Segment Open
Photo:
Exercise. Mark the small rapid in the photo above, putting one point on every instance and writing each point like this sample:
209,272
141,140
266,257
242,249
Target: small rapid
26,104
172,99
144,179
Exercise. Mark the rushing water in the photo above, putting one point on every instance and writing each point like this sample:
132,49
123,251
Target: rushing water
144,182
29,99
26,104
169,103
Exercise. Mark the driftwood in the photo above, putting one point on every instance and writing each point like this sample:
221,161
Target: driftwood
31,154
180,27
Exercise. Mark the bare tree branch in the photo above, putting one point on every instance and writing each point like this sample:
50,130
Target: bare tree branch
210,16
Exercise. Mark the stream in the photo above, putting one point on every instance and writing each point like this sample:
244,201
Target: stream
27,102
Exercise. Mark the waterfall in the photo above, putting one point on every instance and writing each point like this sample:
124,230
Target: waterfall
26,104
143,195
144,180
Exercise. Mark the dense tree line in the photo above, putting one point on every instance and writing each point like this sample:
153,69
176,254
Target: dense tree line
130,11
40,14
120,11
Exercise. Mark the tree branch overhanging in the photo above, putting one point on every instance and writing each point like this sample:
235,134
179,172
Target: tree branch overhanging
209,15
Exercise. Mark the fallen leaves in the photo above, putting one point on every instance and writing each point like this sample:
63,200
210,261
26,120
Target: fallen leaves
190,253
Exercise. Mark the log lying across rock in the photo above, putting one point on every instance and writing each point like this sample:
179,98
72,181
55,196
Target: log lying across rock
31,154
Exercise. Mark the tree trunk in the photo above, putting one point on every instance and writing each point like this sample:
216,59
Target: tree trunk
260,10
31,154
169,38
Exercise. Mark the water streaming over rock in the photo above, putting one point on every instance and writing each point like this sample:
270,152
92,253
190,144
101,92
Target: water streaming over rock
Segment Closed
* [Assignment]
Set the whole listing down again, unchanged.

* [Answer to the exercise]
Photo:
Exercise. Mark the small rapid in the photo above, putting one point on every instance and writing each point like this sample:
209,272
141,140
266,257
242,249
Target: small rapid
26,104
172,99
144,179
Exercise. Mark the rushing water in the photo above, putting one point on every instance and writing each point like this sample:
132,49
123,251
Target: rushing water
144,182
29,99
26,104
169,103
Exercise. Mark the driftwood in the photo above, putting one point on every instance and writing each point like this sample:
221,161
Target: driftwood
31,154
180,27
Exercise. Mark the bare tree branch in the photo above, putting one point on every instance and writing each point like this sample:
50,130
Target: bare tree branch
210,16
Exercise. Mark the stream in the photo above, putting one point on every instance and writing each point like this sample:
244,201
Target: stream
27,102
Exercise. Mark the waterfall in the photo above, putting one point on every instance and writing each point like this sample:
124,230
Target: waterfall
26,104
143,195
144,180
Exercise. Mark the dense tree line in the photo above, putting one point on every instance and writing each point like this sample:
153,69
176,254
Target: dense tree line
130,11
40,14
120,11
Exercise. Mark the tree branch overhanging in the photo above, putting one point on every instance and writing each point like this sample:
235,134
179,172
Target: tree branch overhanging
209,15
Exercise. Mark the fallen leaves in the photo above, putting one point on every instance and writing each point like this sample:
63,200
210,261
26,120
Target: fallen leaves
190,253
Exercise. Mark the log lying across rock in the photo above, putting one point on every instance and writing each point like this sample:
179,98
72,181
55,196
Target: log lying across rock
31,154
Exercise. Mark the tree trunk in the photo above, putting one point on every instance and writing each point like this sample:
216,59
Target: tree trunk
260,10
31,154
169,38
Exercise. Mark the water streaming over rock in the photo above, putting one point on every instance and writing each point like this sample:
270,152
92,253
190,144
101,92
Target: water streaming over rock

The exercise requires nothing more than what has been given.